> JOB
Count the lines in the items below that contain the word "short", and reply with that number alone.

> DATA RECORDS
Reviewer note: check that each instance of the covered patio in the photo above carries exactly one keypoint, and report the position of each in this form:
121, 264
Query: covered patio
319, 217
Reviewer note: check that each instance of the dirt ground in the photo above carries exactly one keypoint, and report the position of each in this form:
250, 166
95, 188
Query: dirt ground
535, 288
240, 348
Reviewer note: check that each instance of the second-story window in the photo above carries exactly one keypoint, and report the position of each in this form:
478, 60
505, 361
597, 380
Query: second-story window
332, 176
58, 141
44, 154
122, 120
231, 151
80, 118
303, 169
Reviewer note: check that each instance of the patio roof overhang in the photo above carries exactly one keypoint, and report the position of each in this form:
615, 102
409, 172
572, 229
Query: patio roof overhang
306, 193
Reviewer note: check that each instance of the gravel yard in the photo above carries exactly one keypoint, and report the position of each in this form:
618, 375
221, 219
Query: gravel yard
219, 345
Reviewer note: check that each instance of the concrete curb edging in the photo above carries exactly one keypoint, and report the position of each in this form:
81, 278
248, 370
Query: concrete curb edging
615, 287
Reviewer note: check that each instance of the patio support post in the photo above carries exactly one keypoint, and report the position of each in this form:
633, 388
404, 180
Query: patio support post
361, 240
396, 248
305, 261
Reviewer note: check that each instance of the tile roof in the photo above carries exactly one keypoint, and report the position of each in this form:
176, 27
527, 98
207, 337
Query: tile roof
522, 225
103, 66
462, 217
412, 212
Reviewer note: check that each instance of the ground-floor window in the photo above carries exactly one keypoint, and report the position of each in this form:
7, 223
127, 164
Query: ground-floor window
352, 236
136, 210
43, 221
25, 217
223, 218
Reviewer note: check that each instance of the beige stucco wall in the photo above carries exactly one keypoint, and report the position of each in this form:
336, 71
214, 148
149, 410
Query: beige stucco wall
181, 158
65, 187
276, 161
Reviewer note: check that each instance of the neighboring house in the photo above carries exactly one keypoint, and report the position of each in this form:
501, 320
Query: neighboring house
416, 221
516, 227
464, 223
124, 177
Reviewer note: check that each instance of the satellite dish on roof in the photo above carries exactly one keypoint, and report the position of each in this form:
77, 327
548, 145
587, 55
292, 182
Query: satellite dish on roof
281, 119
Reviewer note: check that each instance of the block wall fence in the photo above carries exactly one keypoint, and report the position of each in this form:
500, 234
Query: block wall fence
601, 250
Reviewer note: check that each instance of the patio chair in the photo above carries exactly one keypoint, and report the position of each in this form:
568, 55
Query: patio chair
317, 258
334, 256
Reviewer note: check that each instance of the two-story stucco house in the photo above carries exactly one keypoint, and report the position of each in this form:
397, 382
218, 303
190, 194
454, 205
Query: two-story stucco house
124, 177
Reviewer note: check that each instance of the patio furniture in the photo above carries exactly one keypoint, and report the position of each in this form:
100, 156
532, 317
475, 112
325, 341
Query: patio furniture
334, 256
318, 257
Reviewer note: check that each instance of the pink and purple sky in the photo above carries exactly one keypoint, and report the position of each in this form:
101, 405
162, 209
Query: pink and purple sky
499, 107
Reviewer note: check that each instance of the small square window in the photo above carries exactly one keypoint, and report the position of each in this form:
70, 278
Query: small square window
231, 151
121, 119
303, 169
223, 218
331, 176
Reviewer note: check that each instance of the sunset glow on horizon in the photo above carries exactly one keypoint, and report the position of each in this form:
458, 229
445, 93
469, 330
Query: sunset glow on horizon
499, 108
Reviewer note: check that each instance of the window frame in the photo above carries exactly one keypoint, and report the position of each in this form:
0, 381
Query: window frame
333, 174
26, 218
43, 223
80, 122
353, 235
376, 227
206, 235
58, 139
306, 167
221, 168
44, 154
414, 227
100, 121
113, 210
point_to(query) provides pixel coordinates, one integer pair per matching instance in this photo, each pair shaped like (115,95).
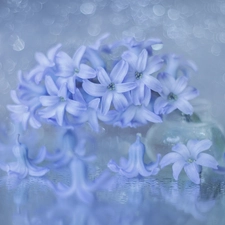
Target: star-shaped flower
(24,164)
(135,165)
(57,102)
(69,69)
(175,95)
(111,87)
(141,69)
(190,158)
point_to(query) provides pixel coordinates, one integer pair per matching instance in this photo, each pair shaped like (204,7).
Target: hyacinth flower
(69,69)
(175,95)
(57,103)
(135,165)
(141,69)
(80,187)
(136,115)
(190,158)
(90,115)
(111,87)
(24,164)
(46,64)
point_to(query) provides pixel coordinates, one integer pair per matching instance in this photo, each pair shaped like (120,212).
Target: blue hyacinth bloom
(175,95)
(190,158)
(111,87)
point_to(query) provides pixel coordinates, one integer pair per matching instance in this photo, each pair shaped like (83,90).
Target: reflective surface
(195,29)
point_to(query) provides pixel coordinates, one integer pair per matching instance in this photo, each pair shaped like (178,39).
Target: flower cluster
(96,84)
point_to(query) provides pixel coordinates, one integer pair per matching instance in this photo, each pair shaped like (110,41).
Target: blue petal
(52,52)
(152,83)
(170,158)
(192,172)
(119,71)
(207,160)
(74,107)
(177,167)
(180,85)
(142,61)
(182,150)
(124,87)
(119,101)
(93,89)
(63,91)
(106,101)
(131,58)
(94,104)
(49,100)
(166,80)
(65,65)
(17,108)
(189,93)
(50,86)
(86,72)
(60,113)
(150,116)
(43,60)
(103,77)
(184,106)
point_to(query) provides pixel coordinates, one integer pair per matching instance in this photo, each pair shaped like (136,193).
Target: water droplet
(18,45)
(87,8)
(173,14)
(159,10)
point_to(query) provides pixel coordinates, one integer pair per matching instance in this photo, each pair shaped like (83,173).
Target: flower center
(190,160)
(111,87)
(172,96)
(138,75)
(61,99)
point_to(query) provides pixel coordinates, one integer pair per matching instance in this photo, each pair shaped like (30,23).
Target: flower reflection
(188,199)
(135,165)
(24,164)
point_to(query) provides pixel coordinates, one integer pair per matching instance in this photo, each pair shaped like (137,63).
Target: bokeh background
(194,29)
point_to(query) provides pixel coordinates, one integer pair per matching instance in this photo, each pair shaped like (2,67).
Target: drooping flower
(24,164)
(141,69)
(80,186)
(71,68)
(175,95)
(46,64)
(90,115)
(57,102)
(111,87)
(135,165)
(190,158)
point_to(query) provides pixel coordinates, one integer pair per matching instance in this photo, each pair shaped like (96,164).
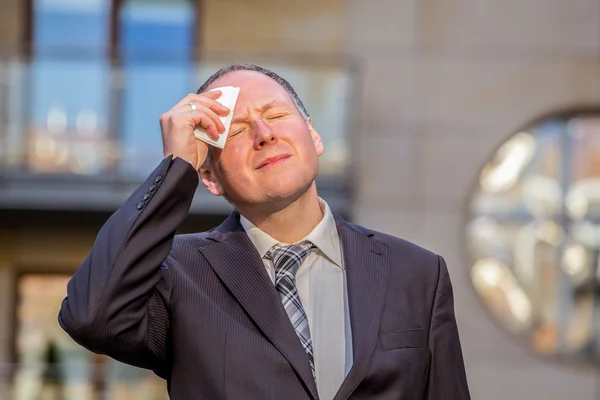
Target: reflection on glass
(157,49)
(52,366)
(69,88)
(534,235)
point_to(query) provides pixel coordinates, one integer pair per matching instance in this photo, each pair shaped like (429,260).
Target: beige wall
(272,26)
(445,82)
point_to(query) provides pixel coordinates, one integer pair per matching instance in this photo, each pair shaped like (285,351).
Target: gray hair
(252,67)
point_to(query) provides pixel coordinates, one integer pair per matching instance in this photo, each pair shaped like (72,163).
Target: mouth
(273,161)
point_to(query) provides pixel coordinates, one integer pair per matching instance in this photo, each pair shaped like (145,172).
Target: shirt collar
(324,236)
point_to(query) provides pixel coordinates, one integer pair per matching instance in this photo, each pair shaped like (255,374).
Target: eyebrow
(265,107)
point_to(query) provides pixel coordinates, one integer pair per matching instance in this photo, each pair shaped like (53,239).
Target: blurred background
(471,127)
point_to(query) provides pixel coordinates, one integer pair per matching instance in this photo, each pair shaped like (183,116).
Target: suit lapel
(239,266)
(366,261)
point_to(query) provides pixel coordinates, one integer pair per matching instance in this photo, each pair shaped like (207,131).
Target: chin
(289,191)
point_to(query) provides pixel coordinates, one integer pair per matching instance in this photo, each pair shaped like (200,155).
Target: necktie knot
(288,259)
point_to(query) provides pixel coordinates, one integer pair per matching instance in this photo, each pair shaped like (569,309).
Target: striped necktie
(287,260)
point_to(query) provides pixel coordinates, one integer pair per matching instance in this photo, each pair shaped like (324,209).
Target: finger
(215,94)
(202,109)
(213,105)
(203,120)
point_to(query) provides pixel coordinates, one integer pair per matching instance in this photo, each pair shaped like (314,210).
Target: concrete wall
(270,26)
(446,82)
(11,24)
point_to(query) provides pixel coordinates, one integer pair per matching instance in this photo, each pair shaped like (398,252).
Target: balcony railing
(80,132)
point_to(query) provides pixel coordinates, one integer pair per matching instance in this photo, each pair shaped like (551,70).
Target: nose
(263,135)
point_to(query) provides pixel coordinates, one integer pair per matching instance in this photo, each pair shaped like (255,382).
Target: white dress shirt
(321,283)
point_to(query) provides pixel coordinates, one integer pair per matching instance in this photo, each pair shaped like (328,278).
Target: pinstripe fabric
(287,260)
(202,312)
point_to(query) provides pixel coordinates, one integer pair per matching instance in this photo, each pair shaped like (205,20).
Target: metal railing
(78,382)
(82,119)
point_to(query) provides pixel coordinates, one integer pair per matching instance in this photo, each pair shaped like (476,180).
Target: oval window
(533,235)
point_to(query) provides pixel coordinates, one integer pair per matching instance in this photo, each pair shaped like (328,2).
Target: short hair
(252,67)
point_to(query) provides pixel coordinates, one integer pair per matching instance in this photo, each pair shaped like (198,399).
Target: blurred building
(429,111)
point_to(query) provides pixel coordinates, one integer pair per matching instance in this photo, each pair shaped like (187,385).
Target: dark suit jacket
(201,311)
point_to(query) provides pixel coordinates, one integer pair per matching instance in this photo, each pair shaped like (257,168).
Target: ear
(316,138)
(210,179)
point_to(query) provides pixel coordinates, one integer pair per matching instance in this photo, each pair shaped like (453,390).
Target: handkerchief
(228,98)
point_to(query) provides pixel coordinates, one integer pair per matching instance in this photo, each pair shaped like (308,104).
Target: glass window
(157,48)
(534,235)
(69,87)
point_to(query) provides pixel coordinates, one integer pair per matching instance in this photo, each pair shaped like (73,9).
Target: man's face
(271,154)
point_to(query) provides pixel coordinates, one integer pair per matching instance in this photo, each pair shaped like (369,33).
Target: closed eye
(236,132)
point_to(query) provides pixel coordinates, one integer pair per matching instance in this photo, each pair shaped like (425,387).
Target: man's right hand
(178,124)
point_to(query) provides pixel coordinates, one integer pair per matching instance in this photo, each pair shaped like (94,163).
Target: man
(239,313)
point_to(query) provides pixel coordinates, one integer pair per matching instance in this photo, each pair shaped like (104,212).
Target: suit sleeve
(117,300)
(447,379)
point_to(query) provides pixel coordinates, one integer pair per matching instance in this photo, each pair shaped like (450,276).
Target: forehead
(255,87)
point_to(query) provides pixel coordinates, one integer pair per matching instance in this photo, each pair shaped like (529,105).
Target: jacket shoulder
(403,250)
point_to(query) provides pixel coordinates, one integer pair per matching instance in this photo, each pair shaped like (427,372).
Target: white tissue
(228,98)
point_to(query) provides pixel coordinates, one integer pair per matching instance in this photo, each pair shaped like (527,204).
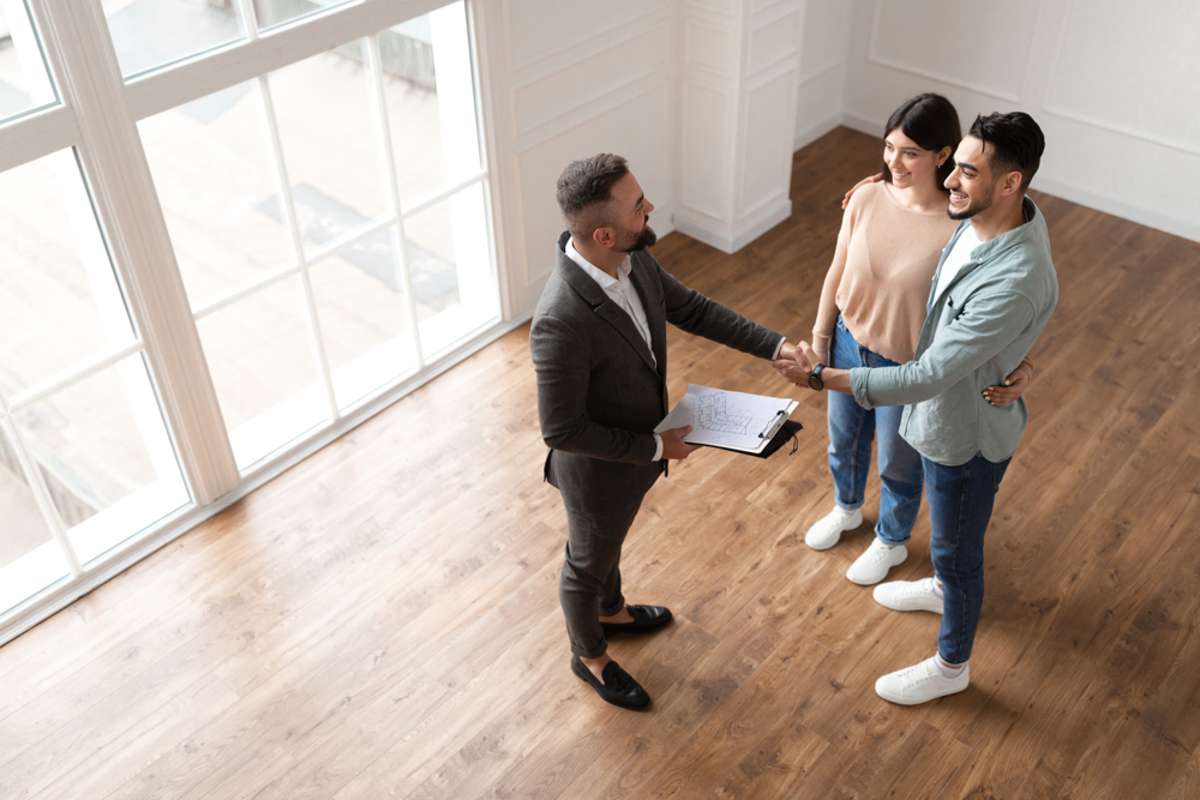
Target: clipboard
(785,433)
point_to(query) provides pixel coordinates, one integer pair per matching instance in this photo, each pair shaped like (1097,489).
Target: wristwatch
(815,382)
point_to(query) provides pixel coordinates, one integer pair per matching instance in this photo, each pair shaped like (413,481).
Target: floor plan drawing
(713,411)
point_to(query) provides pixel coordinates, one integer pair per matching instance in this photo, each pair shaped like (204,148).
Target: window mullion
(289,215)
(379,103)
(81,54)
(41,493)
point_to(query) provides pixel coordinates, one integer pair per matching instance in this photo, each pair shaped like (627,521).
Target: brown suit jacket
(599,392)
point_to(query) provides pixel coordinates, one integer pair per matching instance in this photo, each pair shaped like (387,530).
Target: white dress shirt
(623,293)
(958,258)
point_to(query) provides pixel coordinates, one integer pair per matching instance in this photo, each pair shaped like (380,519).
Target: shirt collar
(593,271)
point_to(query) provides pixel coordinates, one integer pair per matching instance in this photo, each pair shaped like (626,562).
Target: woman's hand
(1015,385)
(870,179)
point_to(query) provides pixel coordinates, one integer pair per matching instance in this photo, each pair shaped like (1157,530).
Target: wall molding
(1068,191)
(1060,110)
(588,48)
(1121,130)
(873,56)
(814,132)
(594,108)
(774,71)
(730,239)
(599,37)
(819,72)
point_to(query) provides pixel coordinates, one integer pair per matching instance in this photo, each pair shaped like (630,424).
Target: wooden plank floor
(383,620)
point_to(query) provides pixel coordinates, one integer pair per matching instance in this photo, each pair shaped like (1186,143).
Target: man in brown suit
(599,348)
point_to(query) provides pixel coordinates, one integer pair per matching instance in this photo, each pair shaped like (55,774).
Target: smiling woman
(253,224)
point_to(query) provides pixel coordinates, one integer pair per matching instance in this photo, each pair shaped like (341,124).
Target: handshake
(797,362)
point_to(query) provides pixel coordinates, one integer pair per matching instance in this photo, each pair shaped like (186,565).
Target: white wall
(1114,84)
(825,53)
(564,79)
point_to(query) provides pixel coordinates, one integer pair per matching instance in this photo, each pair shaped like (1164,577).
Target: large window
(255,223)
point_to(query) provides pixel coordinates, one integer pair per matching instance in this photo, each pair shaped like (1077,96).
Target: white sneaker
(909,596)
(921,683)
(873,565)
(827,530)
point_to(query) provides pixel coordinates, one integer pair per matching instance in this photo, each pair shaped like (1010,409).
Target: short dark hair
(933,122)
(586,184)
(1017,142)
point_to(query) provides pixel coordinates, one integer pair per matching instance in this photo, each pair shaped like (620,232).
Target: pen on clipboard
(773,426)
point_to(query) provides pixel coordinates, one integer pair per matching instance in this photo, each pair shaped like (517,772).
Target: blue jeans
(960,501)
(851,429)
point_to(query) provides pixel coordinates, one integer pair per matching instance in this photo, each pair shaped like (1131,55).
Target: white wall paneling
(823,42)
(1111,84)
(739,68)
(564,82)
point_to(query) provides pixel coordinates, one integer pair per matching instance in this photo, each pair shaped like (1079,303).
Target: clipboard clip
(773,426)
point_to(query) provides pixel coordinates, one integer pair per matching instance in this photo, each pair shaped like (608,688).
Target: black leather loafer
(646,619)
(618,686)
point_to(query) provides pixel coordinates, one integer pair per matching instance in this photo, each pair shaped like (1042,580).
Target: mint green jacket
(975,335)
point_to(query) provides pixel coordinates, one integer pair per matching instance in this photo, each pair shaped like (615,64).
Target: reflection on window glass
(24,82)
(364,312)
(216,178)
(333,157)
(276,12)
(267,378)
(430,92)
(60,304)
(449,262)
(30,560)
(148,34)
(106,458)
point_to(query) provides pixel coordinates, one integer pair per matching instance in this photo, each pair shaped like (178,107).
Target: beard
(973,208)
(640,241)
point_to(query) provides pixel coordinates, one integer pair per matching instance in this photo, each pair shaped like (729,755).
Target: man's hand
(1015,385)
(673,446)
(798,367)
(871,179)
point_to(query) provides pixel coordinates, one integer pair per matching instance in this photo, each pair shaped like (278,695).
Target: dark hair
(585,184)
(1017,142)
(933,122)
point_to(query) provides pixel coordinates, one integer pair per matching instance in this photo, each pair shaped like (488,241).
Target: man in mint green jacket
(993,294)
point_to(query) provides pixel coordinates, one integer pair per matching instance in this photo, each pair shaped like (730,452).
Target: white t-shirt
(623,293)
(958,258)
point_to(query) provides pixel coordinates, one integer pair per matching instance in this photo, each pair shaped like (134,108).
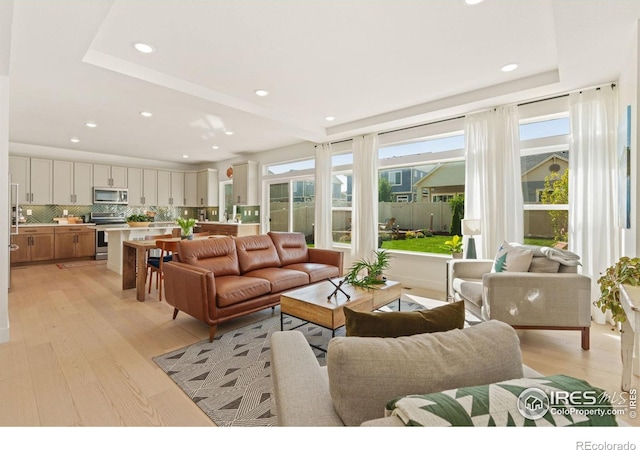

> CORRECT RESPONSE
2